Record excerpts:
——————
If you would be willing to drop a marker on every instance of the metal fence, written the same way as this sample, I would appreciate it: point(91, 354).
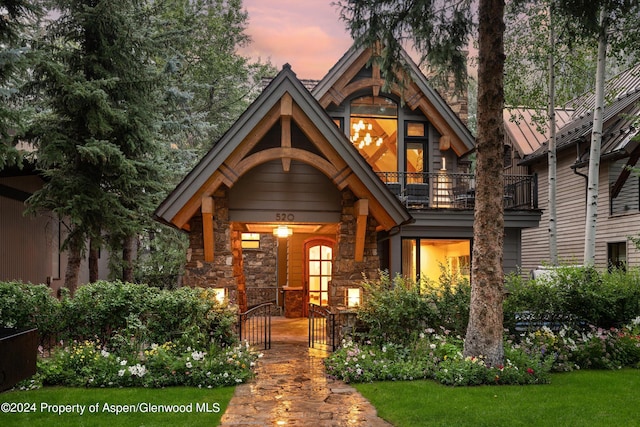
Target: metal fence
point(254, 326)
point(444, 190)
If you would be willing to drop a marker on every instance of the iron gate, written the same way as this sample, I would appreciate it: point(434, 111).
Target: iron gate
point(254, 325)
point(322, 328)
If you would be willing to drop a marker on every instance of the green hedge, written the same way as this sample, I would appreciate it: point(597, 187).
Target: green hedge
point(116, 312)
point(603, 299)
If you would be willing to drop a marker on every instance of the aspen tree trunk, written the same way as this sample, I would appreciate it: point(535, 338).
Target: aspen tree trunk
point(553, 231)
point(485, 328)
point(594, 154)
point(72, 274)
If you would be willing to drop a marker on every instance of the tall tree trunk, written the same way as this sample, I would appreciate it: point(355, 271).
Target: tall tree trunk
point(594, 154)
point(553, 229)
point(128, 251)
point(485, 328)
point(72, 274)
point(94, 255)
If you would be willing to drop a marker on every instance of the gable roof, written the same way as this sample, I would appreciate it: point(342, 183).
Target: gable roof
point(620, 114)
point(338, 84)
point(349, 168)
point(523, 130)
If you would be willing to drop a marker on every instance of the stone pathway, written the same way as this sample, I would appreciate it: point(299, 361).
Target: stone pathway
point(291, 388)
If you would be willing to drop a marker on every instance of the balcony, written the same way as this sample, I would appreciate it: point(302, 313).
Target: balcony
point(443, 190)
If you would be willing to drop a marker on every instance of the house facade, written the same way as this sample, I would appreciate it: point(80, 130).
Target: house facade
point(618, 214)
point(31, 245)
point(318, 183)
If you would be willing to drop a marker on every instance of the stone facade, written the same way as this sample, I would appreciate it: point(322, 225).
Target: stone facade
point(347, 273)
point(224, 271)
point(249, 276)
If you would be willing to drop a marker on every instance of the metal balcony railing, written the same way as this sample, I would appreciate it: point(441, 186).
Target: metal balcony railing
point(443, 190)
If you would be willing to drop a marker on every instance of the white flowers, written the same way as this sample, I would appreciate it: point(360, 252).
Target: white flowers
point(138, 370)
point(198, 355)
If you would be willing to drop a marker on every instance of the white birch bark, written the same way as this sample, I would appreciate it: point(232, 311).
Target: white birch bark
point(594, 154)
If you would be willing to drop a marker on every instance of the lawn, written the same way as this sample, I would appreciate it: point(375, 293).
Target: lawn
point(581, 398)
point(106, 407)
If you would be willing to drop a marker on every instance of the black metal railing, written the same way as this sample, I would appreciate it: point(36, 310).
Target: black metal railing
point(438, 190)
point(322, 328)
point(254, 326)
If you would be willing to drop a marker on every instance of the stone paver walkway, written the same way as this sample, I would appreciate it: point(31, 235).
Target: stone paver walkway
point(291, 388)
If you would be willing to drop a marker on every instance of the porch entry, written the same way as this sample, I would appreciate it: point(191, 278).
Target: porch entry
point(318, 264)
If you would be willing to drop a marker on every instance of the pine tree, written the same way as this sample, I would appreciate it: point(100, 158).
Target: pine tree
point(16, 16)
point(97, 138)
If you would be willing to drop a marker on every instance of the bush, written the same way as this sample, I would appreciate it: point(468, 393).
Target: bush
point(29, 306)
point(121, 315)
point(92, 364)
point(394, 311)
point(586, 295)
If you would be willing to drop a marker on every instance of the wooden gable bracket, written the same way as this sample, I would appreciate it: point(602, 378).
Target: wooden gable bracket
point(207, 228)
point(361, 209)
point(624, 174)
point(286, 111)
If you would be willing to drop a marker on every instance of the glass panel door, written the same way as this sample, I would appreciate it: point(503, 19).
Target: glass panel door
point(319, 264)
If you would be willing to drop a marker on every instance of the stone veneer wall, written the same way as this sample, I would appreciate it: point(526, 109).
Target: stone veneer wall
point(347, 273)
point(260, 270)
point(223, 272)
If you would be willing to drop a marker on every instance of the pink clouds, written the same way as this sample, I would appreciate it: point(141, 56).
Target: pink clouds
point(307, 34)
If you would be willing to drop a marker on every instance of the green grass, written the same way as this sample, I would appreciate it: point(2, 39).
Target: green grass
point(196, 401)
point(582, 398)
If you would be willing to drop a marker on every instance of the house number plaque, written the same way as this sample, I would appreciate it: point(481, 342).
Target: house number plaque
point(285, 216)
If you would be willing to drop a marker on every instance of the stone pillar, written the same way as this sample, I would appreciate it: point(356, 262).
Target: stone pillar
point(347, 273)
point(220, 273)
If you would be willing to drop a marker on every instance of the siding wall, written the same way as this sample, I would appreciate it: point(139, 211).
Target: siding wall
point(571, 194)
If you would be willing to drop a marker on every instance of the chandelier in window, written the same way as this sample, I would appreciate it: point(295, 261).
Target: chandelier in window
point(361, 127)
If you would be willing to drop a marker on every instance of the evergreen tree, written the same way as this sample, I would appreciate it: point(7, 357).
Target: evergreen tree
point(16, 19)
point(97, 139)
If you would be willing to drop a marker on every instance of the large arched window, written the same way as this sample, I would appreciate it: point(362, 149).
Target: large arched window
point(373, 131)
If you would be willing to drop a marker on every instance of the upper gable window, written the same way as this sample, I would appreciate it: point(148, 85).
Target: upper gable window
point(373, 131)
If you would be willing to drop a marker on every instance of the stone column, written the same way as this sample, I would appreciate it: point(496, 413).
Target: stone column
point(347, 273)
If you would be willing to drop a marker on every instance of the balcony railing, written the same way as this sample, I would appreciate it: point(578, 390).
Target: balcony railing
point(443, 190)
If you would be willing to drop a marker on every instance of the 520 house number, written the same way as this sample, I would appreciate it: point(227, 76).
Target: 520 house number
point(285, 216)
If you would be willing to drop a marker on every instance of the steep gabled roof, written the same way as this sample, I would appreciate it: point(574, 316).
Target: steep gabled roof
point(285, 95)
point(418, 93)
point(620, 114)
point(523, 130)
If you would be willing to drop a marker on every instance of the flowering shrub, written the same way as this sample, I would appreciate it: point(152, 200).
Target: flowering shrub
point(595, 348)
point(433, 356)
point(91, 364)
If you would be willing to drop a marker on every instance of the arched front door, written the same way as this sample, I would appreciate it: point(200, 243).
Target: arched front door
point(318, 267)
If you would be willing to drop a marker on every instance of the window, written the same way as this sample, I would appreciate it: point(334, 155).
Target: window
point(373, 131)
point(250, 241)
point(617, 256)
point(507, 159)
point(319, 259)
point(426, 258)
point(625, 189)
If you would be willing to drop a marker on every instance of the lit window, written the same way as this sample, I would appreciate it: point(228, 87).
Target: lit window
point(250, 240)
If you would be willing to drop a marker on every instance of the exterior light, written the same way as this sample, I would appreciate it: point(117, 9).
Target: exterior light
point(220, 294)
point(353, 297)
point(282, 231)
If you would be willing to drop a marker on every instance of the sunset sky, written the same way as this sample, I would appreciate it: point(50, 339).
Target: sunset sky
point(307, 34)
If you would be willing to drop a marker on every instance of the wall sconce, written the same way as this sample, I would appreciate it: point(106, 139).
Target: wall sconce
point(353, 297)
point(220, 294)
point(282, 231)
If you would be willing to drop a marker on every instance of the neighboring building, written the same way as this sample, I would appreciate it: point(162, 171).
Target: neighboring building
point(355, 179)
point(619, 189)
point(30, 246)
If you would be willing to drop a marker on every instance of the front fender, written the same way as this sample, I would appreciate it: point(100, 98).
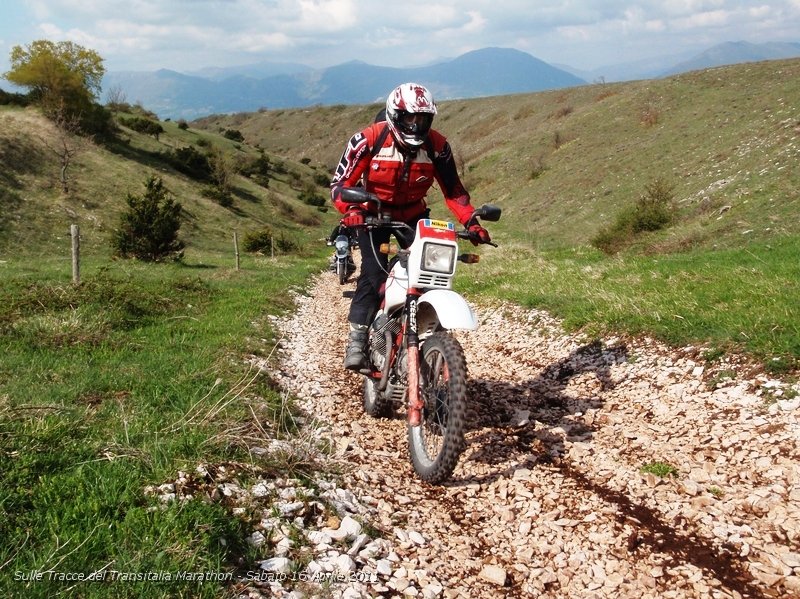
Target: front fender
point(446, 308)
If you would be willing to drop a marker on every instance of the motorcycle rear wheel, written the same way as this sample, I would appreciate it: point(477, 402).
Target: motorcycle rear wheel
point(435, 446)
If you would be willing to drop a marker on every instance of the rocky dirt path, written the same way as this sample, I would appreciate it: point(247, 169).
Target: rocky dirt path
point(550, 499)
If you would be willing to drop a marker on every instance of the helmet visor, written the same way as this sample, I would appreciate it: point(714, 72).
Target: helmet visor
point(416, 124)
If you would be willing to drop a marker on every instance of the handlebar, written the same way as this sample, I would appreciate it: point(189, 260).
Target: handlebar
point(360, 196)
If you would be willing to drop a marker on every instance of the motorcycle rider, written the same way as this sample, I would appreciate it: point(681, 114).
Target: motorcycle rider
point(398, 160)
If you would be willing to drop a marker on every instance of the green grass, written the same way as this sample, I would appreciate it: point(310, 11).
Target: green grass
point(731, 300)
point(118, 384)
point(659, 469)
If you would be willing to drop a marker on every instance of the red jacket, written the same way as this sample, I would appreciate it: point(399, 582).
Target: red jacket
point(401, 181)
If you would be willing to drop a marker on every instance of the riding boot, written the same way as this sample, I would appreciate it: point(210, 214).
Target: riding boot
point(355, 358)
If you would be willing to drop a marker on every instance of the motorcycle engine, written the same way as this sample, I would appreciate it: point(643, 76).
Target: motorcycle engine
point(378, 347)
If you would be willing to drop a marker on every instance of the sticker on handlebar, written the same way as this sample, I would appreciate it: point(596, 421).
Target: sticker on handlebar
point(440, 229)
point(438, 224)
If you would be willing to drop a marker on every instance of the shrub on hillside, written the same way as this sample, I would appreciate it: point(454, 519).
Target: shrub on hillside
point(10, 98)
point(311, 196)
point(191, 162)
point(654, 210)
point(148, 229)
point(264, 241)
point(143, 125)
point(233, 135)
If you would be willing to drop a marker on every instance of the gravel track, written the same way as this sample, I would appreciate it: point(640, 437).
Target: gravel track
point(549, 499)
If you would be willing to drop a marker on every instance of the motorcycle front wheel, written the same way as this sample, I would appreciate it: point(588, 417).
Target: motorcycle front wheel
point(436, 444)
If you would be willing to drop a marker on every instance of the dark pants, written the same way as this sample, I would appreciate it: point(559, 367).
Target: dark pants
point(374, 269)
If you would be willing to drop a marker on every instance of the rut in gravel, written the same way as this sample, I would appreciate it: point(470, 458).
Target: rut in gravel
point(550, 498)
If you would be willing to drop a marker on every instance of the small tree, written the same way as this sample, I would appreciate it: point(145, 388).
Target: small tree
point(63, 76)
point(148, 230)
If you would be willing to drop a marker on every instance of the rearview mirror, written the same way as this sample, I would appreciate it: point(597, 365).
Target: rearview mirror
point(489, 212)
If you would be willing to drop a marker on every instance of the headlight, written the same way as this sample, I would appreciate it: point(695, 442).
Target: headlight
point(438, 258)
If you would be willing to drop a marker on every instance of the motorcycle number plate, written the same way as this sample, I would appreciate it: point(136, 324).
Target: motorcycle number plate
point(439, 229)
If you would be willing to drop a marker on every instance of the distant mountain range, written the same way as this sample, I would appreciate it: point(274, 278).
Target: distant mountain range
point(486, 72)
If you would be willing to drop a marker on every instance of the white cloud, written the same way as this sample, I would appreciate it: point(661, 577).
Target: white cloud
point(185, 34)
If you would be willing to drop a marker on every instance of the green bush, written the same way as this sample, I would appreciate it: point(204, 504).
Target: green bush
point(258, 241)
point(233, 134)
point(191, 162)
point(264, 241)
point(148, 230)
point(312, 197)
point(220, 196)
point(143, 125)
point(653, 211)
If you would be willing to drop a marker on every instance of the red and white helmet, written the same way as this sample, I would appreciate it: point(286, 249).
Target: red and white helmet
point(402, 107)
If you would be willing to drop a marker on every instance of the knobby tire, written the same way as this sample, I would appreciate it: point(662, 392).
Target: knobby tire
point(435, 446)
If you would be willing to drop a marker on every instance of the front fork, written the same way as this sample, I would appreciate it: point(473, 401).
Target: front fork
point(415, 403)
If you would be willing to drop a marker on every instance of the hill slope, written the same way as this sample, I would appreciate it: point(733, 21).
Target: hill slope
point(480, 73)
point(564, 162)
point(36, 215)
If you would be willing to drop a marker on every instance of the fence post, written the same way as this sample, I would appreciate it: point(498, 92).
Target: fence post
point(236, 249)
point(74, 232)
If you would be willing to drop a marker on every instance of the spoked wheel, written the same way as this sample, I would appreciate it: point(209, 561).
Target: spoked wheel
point(436, 444)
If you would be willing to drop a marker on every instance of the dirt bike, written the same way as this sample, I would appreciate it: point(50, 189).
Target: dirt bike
point(413, 359)
point(342, 260)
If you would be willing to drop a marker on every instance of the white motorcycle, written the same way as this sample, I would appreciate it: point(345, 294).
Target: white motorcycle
point(414, 360)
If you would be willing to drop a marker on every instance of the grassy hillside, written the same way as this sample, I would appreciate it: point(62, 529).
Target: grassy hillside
point(563, 165)
point(140, 374)
point(36, 213)
point(563, 162)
——————
What to do: What you give back should be only the lines of the records above, starting at the line with "Target: aspen tree trunk" and ending at the line with "it: point(299, 361).", restated word for word.

Solution for this exercise:
Target: aspen tree trunk
point(553, 231)
point(485, 328)
point(594, 154)
point(72, 274)
If you would be willing to drop a marker on every instance of the tall tree trunk, written the same way as this sample, I would appreciate it: point(355, 271).
Target: tall tree trunk
point(594, 154)
point(553, 229)
point(128, 251)
point(485, 328)
point(72, 274)
point(94, 255)
If you would be willing to drop a marker on every instance of the gable roof, written the same way as this sample, I would appreciate it: point(342, 183).
Target: gable roof
point(620, 114)
point(338, 84)
point(349, 168)
point(523, 130)
If you would be willing to drop a marker on every instance of the stone pathway, written the same way as this sample, I would appreciate it: point(299, 361).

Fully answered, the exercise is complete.